短い課題 1:
本文によると、今回アニメ化された原作コミックは第何話から第何話までか。
短い課題 2:
記録のうち、「Please find dark trousers」を含む行から始まり「[363,37,443,153]」を含む行で終わる部分を書き出すこと。その際、「black banner」を「dark banner」に置き換え、ほかは一切変えないこと。

【文字数(本文):約1万文字(目安16分)】
こんばんは。時文(@toki23_a)です。
TVアニメ『チ。-地球の運動について-』第22話「君らは歴史の登場人物じゃない」を鑑賞しました。
本レビューではアニメ感想だけではなく、原作コミック情報も加え、個人的な解釈による解説・考察をしています。
皆さんの理解の助けになり、作品をより楽しんで頂ければ幸いです。
今回アニメ化されたのは──
- 原作コミック『チ。-地球の運動について-』第7集・8集
-
第52話~第54話まで
今話の主なトピック (クリックすると該当項目へ)
- 逃げる以外の選択肢は?
- 異端解放戦線とドゥラカの共通点
- テストゥドとは?
- ドゥラカは、どうやって門を通った?
- 地動説で弾圧はなかった!?
- 地動説は弾圧されていない、とドゥラカはなぜ気付いた?
- なぜ地動説の本が売れる?
- (原作) ノヴァクは強い酒を手に入れた?
- (考察) 明かされた真実の検証
- 当時のポーランド国土
※「(原作)」は、原作情報を根拠の中心にして考察しているトピック
今話で解決しなかった疑問
最下部「疑問点まとめ (Q&A一覧)」に記載
本レビューの方針
本レビューは、次話以降のネタバレなし
アニメ『チ。-地球の運動について-』の原作は、魚豊先生による同名漫画。
私は原作未読です。
アニメ鑑賞後、アニメ化済み時点までの部分を読み、レビューを作成しています。

処理するデータ:
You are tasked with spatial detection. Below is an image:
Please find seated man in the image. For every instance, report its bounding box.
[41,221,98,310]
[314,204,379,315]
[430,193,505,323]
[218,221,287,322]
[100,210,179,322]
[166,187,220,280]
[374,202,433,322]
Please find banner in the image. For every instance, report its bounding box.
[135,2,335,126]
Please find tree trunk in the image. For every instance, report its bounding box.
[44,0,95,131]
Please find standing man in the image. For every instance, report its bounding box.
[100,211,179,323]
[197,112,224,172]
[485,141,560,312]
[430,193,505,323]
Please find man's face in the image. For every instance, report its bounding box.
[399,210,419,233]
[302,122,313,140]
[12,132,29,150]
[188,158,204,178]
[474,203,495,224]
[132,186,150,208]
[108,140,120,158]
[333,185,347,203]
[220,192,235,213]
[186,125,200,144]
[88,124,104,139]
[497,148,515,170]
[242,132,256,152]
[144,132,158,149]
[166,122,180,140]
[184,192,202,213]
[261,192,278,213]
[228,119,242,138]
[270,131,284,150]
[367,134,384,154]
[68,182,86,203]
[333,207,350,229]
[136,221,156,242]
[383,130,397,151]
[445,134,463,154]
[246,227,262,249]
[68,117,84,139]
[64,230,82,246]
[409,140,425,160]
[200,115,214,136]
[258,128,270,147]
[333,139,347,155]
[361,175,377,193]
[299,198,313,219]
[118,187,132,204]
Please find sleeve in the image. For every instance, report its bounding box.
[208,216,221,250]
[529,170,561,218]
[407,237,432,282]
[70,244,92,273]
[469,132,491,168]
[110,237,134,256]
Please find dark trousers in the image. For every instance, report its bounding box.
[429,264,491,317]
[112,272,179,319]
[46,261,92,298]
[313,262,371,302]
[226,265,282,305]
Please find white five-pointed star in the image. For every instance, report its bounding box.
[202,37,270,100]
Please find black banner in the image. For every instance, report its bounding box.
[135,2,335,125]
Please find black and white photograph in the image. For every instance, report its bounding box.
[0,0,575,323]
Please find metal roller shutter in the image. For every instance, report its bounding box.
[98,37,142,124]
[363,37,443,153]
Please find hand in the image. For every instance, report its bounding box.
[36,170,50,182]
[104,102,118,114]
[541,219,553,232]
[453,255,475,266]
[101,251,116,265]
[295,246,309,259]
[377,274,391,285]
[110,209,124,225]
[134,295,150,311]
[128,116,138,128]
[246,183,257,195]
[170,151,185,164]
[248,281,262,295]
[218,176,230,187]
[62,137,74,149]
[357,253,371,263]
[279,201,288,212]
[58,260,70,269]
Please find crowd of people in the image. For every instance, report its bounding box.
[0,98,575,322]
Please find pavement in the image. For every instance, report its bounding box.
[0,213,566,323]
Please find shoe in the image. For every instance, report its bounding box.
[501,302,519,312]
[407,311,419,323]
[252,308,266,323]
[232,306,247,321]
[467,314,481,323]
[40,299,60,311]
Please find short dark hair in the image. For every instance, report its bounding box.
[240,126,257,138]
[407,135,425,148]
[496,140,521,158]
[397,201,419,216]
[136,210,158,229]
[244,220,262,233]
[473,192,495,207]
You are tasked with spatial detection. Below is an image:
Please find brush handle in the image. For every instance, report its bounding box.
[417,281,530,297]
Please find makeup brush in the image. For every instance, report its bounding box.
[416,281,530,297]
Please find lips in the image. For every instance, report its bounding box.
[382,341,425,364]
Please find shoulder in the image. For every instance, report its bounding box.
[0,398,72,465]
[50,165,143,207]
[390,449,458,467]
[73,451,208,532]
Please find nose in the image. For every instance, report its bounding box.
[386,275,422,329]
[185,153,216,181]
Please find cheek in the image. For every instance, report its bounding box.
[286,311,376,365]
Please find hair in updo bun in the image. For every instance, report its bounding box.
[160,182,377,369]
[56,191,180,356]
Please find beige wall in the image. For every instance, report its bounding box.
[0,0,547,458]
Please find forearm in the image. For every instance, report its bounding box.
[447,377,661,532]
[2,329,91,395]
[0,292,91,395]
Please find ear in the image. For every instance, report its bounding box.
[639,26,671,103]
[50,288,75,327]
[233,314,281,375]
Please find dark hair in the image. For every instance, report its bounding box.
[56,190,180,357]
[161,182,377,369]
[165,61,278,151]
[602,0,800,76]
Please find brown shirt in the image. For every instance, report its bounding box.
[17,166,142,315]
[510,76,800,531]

課題の回答 1:
第52話から第54話まで。

課題の回答 2:
Please find dark trousers in the image. For every instance, report its bounding box.
[429,264,491,317]
[112,272,179,319]
[46,261,92,298]
[313,262,371,302]
[226,265,282,305]
Please find white five-pointed star in the image. For every instance, report its bounding box.
[202,37,270,100]
Please find dark banner in the image. For every instance, report its bounding box.
[135,2,335,125]
Please find black and white photograph in the image. For every instance, report its bounding box.
[0,0,575,323]
Please find metal roller shutter in the image. For every instance, report its bounding box.
[98,37,142,124]
[363,37,443,153]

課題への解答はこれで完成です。